Entries from an annotation dataset

--------------------

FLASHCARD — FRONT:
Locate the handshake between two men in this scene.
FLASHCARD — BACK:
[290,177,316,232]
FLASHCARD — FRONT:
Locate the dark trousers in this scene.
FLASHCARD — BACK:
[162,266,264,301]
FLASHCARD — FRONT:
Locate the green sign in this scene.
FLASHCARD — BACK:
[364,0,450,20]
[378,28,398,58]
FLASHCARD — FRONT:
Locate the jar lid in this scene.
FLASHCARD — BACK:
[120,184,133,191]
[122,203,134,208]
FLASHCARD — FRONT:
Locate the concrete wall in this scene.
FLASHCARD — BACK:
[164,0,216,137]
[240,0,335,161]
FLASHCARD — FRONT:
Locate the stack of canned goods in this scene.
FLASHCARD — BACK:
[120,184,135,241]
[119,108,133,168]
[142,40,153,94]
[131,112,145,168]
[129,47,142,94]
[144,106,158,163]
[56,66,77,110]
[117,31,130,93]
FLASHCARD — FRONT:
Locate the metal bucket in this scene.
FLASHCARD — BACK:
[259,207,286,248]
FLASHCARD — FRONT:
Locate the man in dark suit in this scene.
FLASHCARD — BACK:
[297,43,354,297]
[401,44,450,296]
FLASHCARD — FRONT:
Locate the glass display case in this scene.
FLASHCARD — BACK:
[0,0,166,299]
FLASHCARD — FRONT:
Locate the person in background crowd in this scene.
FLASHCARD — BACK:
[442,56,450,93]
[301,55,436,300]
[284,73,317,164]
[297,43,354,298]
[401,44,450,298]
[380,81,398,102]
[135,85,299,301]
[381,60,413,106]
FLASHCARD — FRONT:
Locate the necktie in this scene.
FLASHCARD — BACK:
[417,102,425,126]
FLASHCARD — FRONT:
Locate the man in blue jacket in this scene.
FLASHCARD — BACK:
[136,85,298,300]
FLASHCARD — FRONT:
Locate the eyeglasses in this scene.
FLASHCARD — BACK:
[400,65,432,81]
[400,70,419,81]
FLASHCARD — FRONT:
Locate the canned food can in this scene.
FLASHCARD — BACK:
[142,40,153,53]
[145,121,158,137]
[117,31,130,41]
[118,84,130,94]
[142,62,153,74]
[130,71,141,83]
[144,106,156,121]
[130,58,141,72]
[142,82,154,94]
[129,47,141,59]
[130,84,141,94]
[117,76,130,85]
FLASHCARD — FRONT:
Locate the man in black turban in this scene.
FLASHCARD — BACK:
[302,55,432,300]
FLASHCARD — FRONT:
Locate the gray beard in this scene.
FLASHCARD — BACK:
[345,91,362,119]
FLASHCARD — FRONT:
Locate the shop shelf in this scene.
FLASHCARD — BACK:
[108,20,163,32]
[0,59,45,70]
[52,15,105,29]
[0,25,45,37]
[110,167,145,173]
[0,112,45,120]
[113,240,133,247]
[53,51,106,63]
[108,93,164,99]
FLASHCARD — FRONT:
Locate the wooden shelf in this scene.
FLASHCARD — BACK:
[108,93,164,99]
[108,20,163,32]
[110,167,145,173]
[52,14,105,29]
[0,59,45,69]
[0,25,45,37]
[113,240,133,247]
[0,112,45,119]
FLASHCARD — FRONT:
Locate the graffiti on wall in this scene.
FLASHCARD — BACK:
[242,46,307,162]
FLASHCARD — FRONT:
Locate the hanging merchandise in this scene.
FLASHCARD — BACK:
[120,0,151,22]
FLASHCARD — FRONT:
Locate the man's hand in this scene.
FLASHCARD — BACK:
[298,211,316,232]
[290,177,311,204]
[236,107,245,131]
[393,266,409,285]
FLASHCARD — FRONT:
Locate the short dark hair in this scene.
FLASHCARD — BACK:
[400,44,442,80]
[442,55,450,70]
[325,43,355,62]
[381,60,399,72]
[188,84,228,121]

--------------------

WRITTEN EXERCISE: Please copy every line of these entries exactly, keeping the original order.

COMPLETE ANSWER:
FLASHCARD — FRONT:
Locate the handshake between two men in this scene.
FLASHCARD — BACK:
[290,177,316,232]
FLASHCARD — FRONT:
Locate the dark trousers in this scene.
FLASHCARD — BACK:
[162,266,264,301]
FLASHCARD — FRONT:
Locate the green sign in this scene.
FLASHCARD — BACK:
[364,0,450,20]
[378,28,398,58]
FLASHCARD — FRONT:
Locate the jar lid in this scene.
FLASHCARD — BACK:
[120,184,133,191]
[122,203,134,208]
FLASHCARD — FRONT:
Locate the concrete wall in this scene.
FLASHCARD — BACK:
[164,0,216,137]
[240,0,335,161]
FLASHCARD — FRONT:
Locate the stack of canned goods in this scene.
FLASHCARD — BACK:
[120,184,135,241]
[119,108,133,168]
[142,40,153,94]
[131,112,145,168]
[129,47,142,94]
[144,106,158,163]
[56,66,77,110]
[117,31,130,93]
FLASHCARD — FRONT:
Locate the metal bucket in this scene.
FLASHCARD — BACK:
[259,207,286,248]
FLASHCARD — FRONT:
Locate the man in dark suit in this scene.
FLASHCARD — BACK:
[297,43,354,297]
[401,44,450,296]
FLASHCARD — FRONT:
Locate the glass display case in this scene.
FLASHCARD — BACK:
[0,0,166,299]
FLASHCARD — FRONT:
Locate the person in background crowd in this scene.
FLASHCARD — BACK:
[442,56,450,93]
[301,55,436,300]
[284,73,317,164]
[297,43,354,298]
[401,44,450,298]
[380,81,398,102]
[135,85,299,301]
[381,60,413,106]
FLASHCARD — FRONT:
Locate the necktie in this scene.
FLASHCARD — BACK:
[417,102,425,126]
FLASHCARD — FRONT:
Locate the man in blue jacket in this scene.
FLASHCARD — BACK:
[136,85,298,300]
FLASHCARD — FRONT:
Locate the eyeglasses in this scene.
FLASHCARD — BACK:
[400,65,432,81]
[400,70,419,81]
FLASHCARD — FRONT:
Locate the canned food can in this scene.
FLASHCARD — BACK:
[142,40,153,53]
[145,121,158,137]
[117,31,130,41]
[118,84,130,94]
[142,62,153,74]
[130,71,141,83]
[144,106,156,121]
[130,58,141,72]
[142,82,154,94]
[129,47,141,59]
[130,84,141,94]
[117,76,130,85]
FLASHCARD — FRONT:
Locate the man in black turban in this scene.
FLASHCARD — BACK:
[302,55,432,300]
FLASHCARD — FRONT:
Locate the gray beard in this scene.
FLASHCARD — BACK:
[345,91,362,119]
FLASHCARD — FRONT:
Locate the shop shelf in this scene.
FLASHCARD — BACK:
[108,20,163,32]
[0,59,45,70]
[52,15,105,29]
[0,25,45,37]
[110,167,145,173]
[0,112,45,120]
[113,240,133,247]
[53,51,106,63]
[108,93,164,99]
FLASHCARD — FRONT:
Locate the wooden shelf in this scene.
FLASHCARD — BACK:
[108,93,164,99]
[108,20,163,32]
[110,167,145,173]
[52,14,105,29]
[0,59,45,69]
[0,25,45,37]
[113,240,133,247]
[0,112,45,119]
FLASHCARD — FRONT:
Locate the graffiti on wall in this scene.
FLASHCARD — BACK:
[242,46,307,162]
FLASHCARD — FRONT:
Locate the hanging merchandise in this scene.
FLASHCARD — BACK:
[120,0,151,22]
FLASHCARD — FRONT:
Locate the man's hand in this scene.
FLASHCARD — BACK:
[298,211,316,232]
[290,177,311,204]
[236,107,245,131]
[393,266,409,285]
FLASHCARD — FRONT:
Locate the short dark hair in this scene.
FLASHCARD — BACK:
[400,44,442,80]
[442,55,450,70]
[325,43,355,62]
[381,60,399,72]
[188,84,228,121]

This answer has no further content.